Wohl an, die beiden Alben, die ich hiemit zur Diskussion stelle, entstanden 1953 und 1954 für die Firma Capitol und wurden im Januar 1954 bzw. August 1954 erstveröffentlicht. Im August 1960 wurden die Alben – jeweils um einige Songs ergänzt – auch im 12“-Format wiederveröffentlicht. In verschiedener Form auf CD herausgebracht, stelle ich Ihnen jene Ausgabe vor, welche am ehesten den seinerzeitigen Originalveröffentlichungen entspricht, nämlich beide jeweils acht Songs umfassenden 10“-LPs auf einer CD: Songs For Young Lovers / Swing Easy.

* [ARBEITSAUFTRÄGE]
(1) Schreiben Sie den Abschnitt des Textes über die beiden Alben zwischen „Wohl an, die“ und „Lovers / Swing Easy.“, beides eingeschlossen, erneut ab. Tauschen Sie dabei „Capitol“ gegen „Decca“ aus.
(2) Fassen Sie den Text über die beiden Alben in zwei Sätzen zusammen.

* [VERFÜGBARES MATERIAL]
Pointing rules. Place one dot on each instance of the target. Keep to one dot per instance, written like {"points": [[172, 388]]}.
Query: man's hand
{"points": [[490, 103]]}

* [LÖSUNGEN]
(1)
Wohl an, die beiden Alben, die ich hiemit zur Diskussion stelle, entstanden 1953 und 1954 für die Firma Decca und wurden im Januar 1954 bzw. August 1954 erstveröffentlicht. Im August 1960 wurden die Alben – jeweils um einige Songs ergänzt – auch im 12“-Format wiederveröffentlicht. In verschiedener Form auf CD herausgebracht, stelle ich Ihnen jene Ausgabe vor, welche am ehesten den seinerzeitigen Originalveröffentlichungen entspricht, nämlich beide jeweils acht Songs umfassenden 10“-LPs auf einer CD: Songs For Young Lovers / Swing Easy.

(2) Die beiden Alben entstanden 1953 und 1954 für die Firma Capitol, wurden im Januar bzw. August 1954 erstveröffentlicht und erschienen im August 1960, um einige Songs ergänzt, auch im 12“-Format. Vorgestellt wird die CD-Ausgabe, die den Originalveröffentlichungen am ehesten entspricht, nämlich beide 10“-LPs mit jeweils acht Songs auf einer CD: Songs For Young Lovers / Swing Easy.